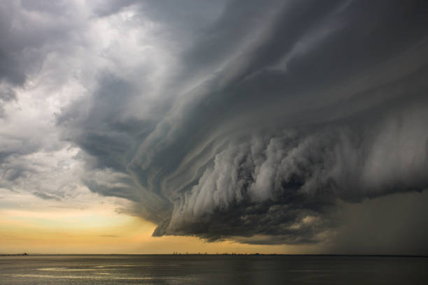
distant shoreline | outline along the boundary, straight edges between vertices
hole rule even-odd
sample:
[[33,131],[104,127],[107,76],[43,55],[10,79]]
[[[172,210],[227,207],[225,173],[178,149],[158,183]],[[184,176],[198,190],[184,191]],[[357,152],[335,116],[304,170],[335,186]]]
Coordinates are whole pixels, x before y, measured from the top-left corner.
[[401,254],[1,254],[0,256],[326,256],[326,257],[419,257],[428,258],[428,255]]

* _Work to be completed_: Count the lines in the rows above that contain the word "distant". Reply with the number alone.

* _Exercise response_: 1